* Problem statement: A faithful copy of the whole listing is required.

========

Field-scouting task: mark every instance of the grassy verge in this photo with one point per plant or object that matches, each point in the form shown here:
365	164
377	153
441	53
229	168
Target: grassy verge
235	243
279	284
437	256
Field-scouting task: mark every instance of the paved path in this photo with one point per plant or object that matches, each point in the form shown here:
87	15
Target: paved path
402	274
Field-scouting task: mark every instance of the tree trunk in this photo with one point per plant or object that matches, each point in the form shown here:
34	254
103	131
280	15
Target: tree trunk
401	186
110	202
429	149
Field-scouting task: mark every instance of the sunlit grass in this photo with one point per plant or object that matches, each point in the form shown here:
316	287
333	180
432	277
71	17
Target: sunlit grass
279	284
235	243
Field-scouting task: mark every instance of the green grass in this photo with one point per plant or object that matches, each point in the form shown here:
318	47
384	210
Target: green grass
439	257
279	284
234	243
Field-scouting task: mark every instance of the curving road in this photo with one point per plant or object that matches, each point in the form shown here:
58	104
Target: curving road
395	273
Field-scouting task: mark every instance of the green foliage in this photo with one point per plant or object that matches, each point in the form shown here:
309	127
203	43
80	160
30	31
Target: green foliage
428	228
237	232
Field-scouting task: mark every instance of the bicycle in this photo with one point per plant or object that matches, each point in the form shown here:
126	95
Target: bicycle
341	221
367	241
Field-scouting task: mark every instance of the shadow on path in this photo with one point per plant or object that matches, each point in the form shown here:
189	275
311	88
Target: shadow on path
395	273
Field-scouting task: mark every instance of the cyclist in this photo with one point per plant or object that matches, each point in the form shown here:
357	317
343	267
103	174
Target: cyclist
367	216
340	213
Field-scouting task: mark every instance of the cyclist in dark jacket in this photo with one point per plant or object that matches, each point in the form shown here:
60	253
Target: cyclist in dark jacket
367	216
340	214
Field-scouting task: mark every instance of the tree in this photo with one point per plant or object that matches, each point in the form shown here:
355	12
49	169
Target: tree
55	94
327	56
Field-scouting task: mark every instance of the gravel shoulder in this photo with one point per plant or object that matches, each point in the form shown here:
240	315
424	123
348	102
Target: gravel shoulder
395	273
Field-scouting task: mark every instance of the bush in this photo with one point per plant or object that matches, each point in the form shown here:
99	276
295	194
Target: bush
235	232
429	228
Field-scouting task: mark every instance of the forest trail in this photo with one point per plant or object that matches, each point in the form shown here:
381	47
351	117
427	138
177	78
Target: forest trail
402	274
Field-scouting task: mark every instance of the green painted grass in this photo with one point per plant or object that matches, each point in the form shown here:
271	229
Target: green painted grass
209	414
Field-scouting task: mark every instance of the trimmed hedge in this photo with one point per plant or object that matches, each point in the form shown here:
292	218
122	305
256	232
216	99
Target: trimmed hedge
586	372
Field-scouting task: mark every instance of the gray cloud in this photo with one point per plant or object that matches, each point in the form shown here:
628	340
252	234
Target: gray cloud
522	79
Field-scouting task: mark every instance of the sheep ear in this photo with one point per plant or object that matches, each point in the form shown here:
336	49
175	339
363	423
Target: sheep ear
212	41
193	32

========

* Task answer:
Field-scouting task: mark every instance of the grassy verge in this photo with one point per plant or object that matches, each point in the form shown here:
365	164
377	153
441	53
229	168
Target: grassy verge
235	243
279	284
437	256
Field-scouting task: mark every instance of the paved path in this photo with one point per plant or object that matches, each point in the form shown here:
87	15
Target: paved path
402	274
Field-scouting task: mark every instance of the tree trunk in this photo with one point per plant or object that matches, each point in the form shown here:
34	254
103	131
280	15
Target: tree trunk
401	186
110	202
429	149
Field-scouting task: mark every instance of the sunlit grass in this photo with one point per plant or object that matches, each point in the form shown here:
316	287
333	180
432	277
71	17
Target: sunlit grass
279	284
235	243
Field-scouting task: mark every instance of the green grass in this photo with one point per plant or object that matches, each point in the form shown here:
318	47
384	210
Target: green grass
439	257
279	284
234	243
Field-scouting task: mark every instance of the curving road in this photo with one point per plant or object that matches, each point in the form shown here:
58	104
Target: curving road
395	273
Field-scouting task: mark every instance of the green foliage in this photo with one point per plant or object that matches, each point in the form shown here:
309	127
203	43
80	160
30	31
Target: green foliage
428	228
237	232
Field-scouting task: mark every instance of the bicycle in this photo with one point per plant or object that matches, each point in the form shown here:
126	95
Target: bicycle
341	221
367	241
Field-scouting task: mark every instance of the shadow on path in this photo with one point per plant or object that matches, each point in the form shown here:
189	275
311	88
Target: shadow on path
395	273
Field-scouting task: mark every instance of the cyclist in this photo with one point per plant or object that matches, each point in the form shown here:
357	317
343	267
103	174
Target: cyclist
367	216
340	213
Field-scouting task: mark every instance of the cyclist in dark jacket in this photo with one point per plant or object that matches, each point in the form shown here:
60	253
Target: cyclist in dark jacket
367	216
340	214
Field-scouting task: mark every instance of the tree in this photo with one point per plant or object that matches, each point in the form shown here:
355	12
49	169
Target: tree
55	94
327	56
Field-scouting task: mark every instance of the gravel shoulder in this photo with one point per plant or object that matches, each point in the form shown here:
240	315
424	123
348	102
Target: gravel shoulder
395	273
Field-scouting task: mark every instance of the bush in this photo with one point per plant or object that matches, each point in the form shown here:
99	276
295	194
Target: bush
235	232
429	228
Field-scouting task: mark every instance of the forest trail in this photo with one point per plant or object that matches, each point in the form shown here:
381	47
351	117
427	138
177	78
Target: forest trail
402	274
Field-scouting task: mark every instance of the green painted grass in this photo with one point per plant or object that matches, each point in the form shown here:
271	229
Target: green painted grass
209	414
Field-scouting task: mark every instance of the trimmed hedge in this photo with one point per plant or object that matches, each point in the form shown here:
292	218
122	305
256	232
216	99
Target: trimmed hedge
586	372
Field-scouting task: mark every instance of the gray cloud in this photo with one point per plant or object that matches, each point in the form shown here:
628	340
252	234
Target: gray cloud
522	79
Field-scouting task: mark every instance of the sheep ear in this photo with one point per plant or object that matches, each point in the form shown here:
336	49
175	339
363	423
Target: sheep ear
212	41
193	32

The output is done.